* Auftrag a *
Wie viel Grad waren es laut dem folgenden Reisebericht beim Losfahren?

* Ausgewählter Text *
-*-
Von Apodar –
Am Morgen erwartete uns ein fabelhaftes Frühstücksbuffet, das uns etwas zu lang verweilen liess. Aber noch immer trugen wir das Hochgefühl des gestrigen Tages in uns. Was kann uns denn schon passieren. Das wenig freundliche Wetter würdigten wir keines Blickes. Voller Tatendrang holten wir unsere Räder aus dem Schuppen, mittlerweile bei Nieselregen. Im Nebel konnten wir kaum 100 Meter weit sehen. Für die bevorstehende Abfahrt verhieß das nichts Gutes. Bei nur noch 9 Grad fuhren wir los. Allzuviel Kleidung für Regenwetter hatten wir nicht dabei. Aber wir fahren ja nach Südtirol, jenseits des Reschen empfängt uns sicher herrliches Wetter.
-*-
* Aufgeführte Einträge *
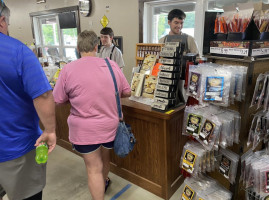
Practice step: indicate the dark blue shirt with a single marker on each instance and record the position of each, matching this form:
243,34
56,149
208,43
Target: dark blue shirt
22,79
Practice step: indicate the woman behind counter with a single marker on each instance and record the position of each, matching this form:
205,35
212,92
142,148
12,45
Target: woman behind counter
87,84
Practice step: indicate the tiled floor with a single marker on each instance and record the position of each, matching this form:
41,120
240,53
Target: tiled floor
67,180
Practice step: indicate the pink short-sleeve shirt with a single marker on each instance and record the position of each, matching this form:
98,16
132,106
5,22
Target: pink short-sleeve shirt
87,84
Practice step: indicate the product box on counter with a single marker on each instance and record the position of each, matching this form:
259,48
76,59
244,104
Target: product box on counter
170,68
167,88
240,48
164,94
170,61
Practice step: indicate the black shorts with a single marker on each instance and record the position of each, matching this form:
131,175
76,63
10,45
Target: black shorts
85,149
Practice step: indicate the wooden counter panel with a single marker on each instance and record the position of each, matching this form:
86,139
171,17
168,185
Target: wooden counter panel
145,159
175,143
154,162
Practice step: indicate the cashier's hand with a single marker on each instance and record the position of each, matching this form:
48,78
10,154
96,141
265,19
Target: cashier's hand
49,138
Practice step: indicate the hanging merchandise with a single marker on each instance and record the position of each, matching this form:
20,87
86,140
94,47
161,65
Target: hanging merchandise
212,126
237,91
194,83
204,188
228,164
259,129
192,158
200,124
217,84
258,89
256,174
243,159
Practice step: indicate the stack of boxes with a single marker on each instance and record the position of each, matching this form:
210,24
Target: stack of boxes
166,94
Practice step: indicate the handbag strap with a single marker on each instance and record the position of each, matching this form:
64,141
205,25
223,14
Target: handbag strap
116,88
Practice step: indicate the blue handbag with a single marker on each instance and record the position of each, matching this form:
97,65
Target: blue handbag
124,141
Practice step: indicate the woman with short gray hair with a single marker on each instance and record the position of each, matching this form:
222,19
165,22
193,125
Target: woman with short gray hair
87,84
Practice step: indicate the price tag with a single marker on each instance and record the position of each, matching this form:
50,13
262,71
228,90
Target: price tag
229,51
260,52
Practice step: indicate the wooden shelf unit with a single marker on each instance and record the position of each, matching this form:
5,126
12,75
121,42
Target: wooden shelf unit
146,48
255,67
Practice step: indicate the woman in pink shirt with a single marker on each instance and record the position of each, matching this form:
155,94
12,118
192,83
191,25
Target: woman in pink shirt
87,84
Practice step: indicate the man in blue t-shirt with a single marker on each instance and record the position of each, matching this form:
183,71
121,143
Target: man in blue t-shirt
25,96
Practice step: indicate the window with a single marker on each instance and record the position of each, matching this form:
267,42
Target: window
155,20
55,33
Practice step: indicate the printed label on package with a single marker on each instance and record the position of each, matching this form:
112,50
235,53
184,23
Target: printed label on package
187,194
159,106
173,44
163,87
225,165
165,74
162,94
260,52
214,88
258,92
194,124
169,49
166,61
194,83
161,100
189,161
267,182
167,54
229,51
207,130
166,81
166,67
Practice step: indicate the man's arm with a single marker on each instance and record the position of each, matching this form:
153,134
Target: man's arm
45,108
126,94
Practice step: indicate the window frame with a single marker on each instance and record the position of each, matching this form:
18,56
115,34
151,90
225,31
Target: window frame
36,18
200,8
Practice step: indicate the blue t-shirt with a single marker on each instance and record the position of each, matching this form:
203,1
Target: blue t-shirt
22,79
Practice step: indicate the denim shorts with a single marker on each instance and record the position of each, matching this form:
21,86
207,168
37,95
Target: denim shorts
85,149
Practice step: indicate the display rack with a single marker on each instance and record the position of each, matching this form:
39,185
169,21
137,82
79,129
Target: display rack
146,48
255,67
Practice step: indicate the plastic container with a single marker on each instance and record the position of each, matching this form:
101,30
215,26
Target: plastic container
41,153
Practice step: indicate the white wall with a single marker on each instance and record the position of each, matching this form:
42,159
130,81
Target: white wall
123,18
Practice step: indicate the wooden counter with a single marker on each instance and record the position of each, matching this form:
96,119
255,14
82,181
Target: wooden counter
154,162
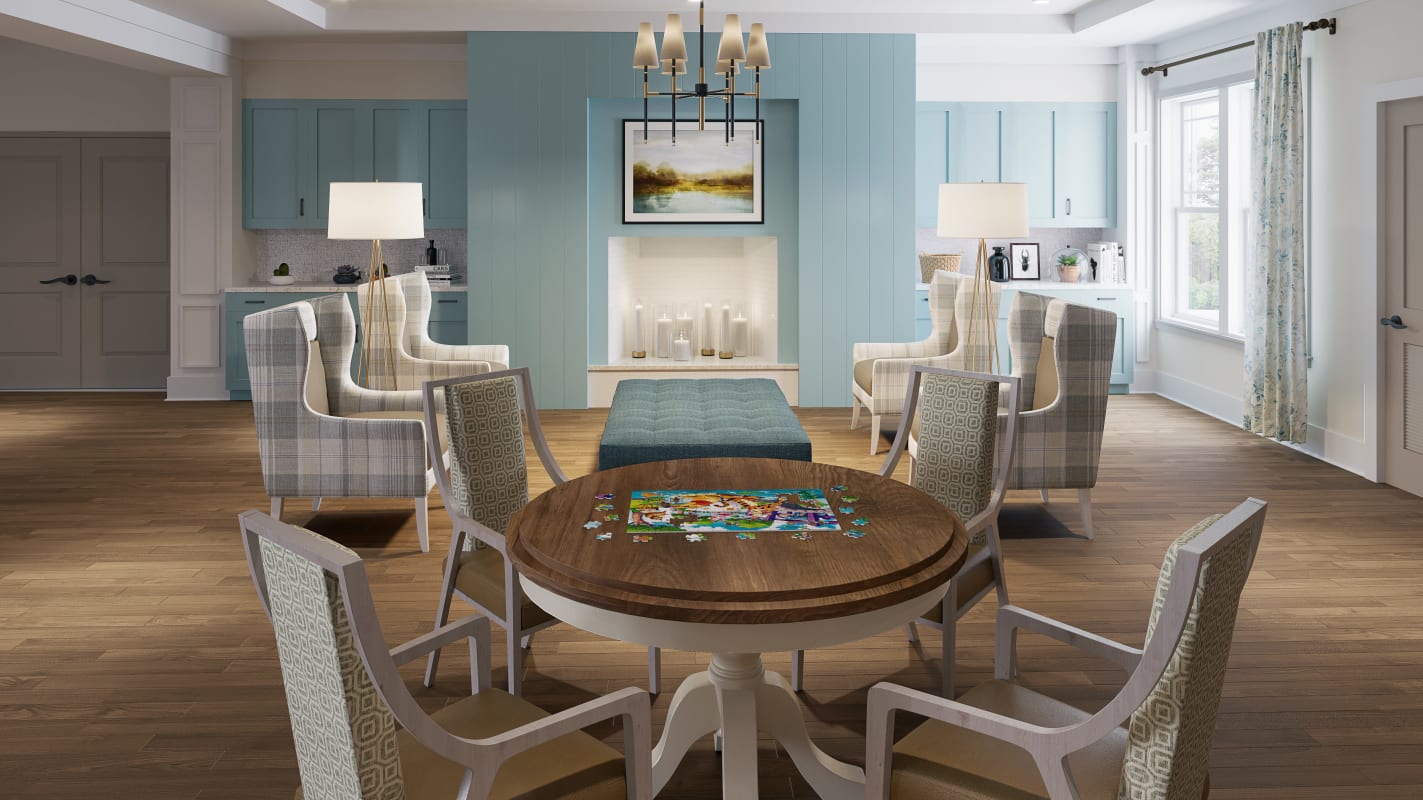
-*-
* Auftrag b *
Ermitteln Sie in den Einträgen jede Zeile, die die Zeichenfolge "white" enthält, und geben Sie diese Zeilen wieder. Dabei ist die Groß- und Kleinschreibung zu beachten.

* Erwartete Ausgabe a *
Es waren nur noch 9 Grad.

* Erwartete Ausgabe b *
Practice step: indicate the white wall with a single marker on each instance and record the position of each, matching this form:
Target: white wall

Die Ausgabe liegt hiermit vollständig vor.